— START DOCUMENT TEXT —

= Arkansas Aviation Historical Society =

Arkansas Aviation Historical Society is a non-profit organization promoting aviation. It created the Arkansas Aviation Hall of Fame in 1980, and recently created college scholarships in hopes of encouraging young people to pursue aviation careers.
The Aviation Hall of Fame honors individuals who played a great role in aviation and aerospace history on the national or Arkansas scene. Records are hosted by Butler Center for Arkansas Studies, Arkansas Studies Institute, Central Arkansas Library System, in Little Rock, Arkansas.

==History==
New members to the Hall of Fame were inducted annually from 1980 to 2010, and again in 2015. Arkansas Aviation Hall of Fame inductees for 2015 were Jim Gaston, John Knight and James R. Risner.

— END DOCUMENT TEXT —
— START ENTRIES SUPPLIED —

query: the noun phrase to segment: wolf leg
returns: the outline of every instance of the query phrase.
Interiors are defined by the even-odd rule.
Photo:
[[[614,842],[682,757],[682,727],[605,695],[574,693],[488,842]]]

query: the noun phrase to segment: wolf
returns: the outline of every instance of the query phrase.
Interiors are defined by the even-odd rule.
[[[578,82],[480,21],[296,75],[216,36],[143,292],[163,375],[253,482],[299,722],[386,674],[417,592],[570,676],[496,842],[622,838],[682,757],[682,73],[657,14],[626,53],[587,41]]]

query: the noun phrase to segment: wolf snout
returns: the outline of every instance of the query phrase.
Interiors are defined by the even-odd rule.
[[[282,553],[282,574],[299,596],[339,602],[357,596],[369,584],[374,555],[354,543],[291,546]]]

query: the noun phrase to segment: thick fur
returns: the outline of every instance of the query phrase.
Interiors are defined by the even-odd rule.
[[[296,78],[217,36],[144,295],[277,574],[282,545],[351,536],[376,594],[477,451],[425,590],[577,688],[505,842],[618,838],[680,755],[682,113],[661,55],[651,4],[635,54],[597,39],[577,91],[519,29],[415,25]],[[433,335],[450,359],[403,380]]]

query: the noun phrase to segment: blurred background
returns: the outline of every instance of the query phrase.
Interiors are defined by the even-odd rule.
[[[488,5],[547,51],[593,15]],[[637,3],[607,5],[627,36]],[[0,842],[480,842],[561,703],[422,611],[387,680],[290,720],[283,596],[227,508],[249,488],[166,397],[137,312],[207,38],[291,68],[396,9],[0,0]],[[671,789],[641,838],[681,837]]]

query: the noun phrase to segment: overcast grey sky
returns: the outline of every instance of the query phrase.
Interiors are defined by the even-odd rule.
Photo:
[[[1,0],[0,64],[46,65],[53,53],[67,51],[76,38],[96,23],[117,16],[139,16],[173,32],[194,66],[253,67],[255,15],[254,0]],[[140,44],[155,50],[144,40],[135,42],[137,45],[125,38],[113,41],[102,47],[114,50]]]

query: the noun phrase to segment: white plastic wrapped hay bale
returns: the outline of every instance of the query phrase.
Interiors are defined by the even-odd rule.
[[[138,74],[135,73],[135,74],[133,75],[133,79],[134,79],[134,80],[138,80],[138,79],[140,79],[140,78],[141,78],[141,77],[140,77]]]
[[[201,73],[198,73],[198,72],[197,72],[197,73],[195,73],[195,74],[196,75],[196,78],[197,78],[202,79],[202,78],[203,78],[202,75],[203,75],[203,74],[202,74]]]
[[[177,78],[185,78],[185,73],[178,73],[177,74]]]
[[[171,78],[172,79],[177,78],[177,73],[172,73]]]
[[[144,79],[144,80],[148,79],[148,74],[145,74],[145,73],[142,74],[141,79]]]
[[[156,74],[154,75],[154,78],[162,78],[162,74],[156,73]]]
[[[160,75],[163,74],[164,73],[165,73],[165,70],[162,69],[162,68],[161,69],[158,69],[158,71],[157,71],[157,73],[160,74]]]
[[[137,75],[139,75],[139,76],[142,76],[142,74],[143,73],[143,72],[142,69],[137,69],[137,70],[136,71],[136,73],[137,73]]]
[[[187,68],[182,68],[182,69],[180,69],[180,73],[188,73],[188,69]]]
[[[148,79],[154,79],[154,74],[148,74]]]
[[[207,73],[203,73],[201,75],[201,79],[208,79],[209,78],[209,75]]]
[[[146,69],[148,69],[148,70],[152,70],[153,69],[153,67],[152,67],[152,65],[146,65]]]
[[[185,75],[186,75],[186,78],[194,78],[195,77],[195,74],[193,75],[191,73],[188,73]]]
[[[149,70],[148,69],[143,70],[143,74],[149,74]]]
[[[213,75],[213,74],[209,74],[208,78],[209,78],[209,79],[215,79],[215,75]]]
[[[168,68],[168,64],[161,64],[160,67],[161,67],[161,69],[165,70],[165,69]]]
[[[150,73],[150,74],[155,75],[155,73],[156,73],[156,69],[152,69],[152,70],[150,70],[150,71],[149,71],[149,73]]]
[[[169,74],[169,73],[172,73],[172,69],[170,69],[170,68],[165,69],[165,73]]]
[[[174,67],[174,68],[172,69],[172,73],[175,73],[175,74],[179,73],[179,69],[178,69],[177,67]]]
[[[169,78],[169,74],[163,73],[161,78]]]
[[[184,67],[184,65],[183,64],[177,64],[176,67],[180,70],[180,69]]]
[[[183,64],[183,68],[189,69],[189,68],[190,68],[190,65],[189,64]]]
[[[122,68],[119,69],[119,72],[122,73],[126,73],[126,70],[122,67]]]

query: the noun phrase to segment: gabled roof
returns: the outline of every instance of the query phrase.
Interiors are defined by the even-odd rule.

— END ENTRIES SUPPLIED —

### EXERCISE INSTRUCTIONS
Copy out the full text on the Arkansas Aviation Historical Society word for word. The items have no role here.

### RESULT
= Arkansas Aviation Historical Society =

Arkansas Aviation Historical Society is a non-profit organization promoting aviation. It created the Arkansas Aviation Hall of Fame in 1980, and recently created college scholarships in hopes of encouraging young people to pursue aviation careers.
The Aviation Hall of Fame honors individuals who played a great role in aviation and aerospace history on the national or Arkansas scene. Records are hosted by Butler Center for Arkansas Studies, Arkansas Studies Institute, Central Arkansas Library System, in Little Rock, Arkansas.

==History==
New members to the Hall of Fame were inducted annually from 1980 to 2010, and again in 2015. Arkansas Aviation Hall of Fame inductees for 2015 were Jim Gaston, John Knight and James R. Risner.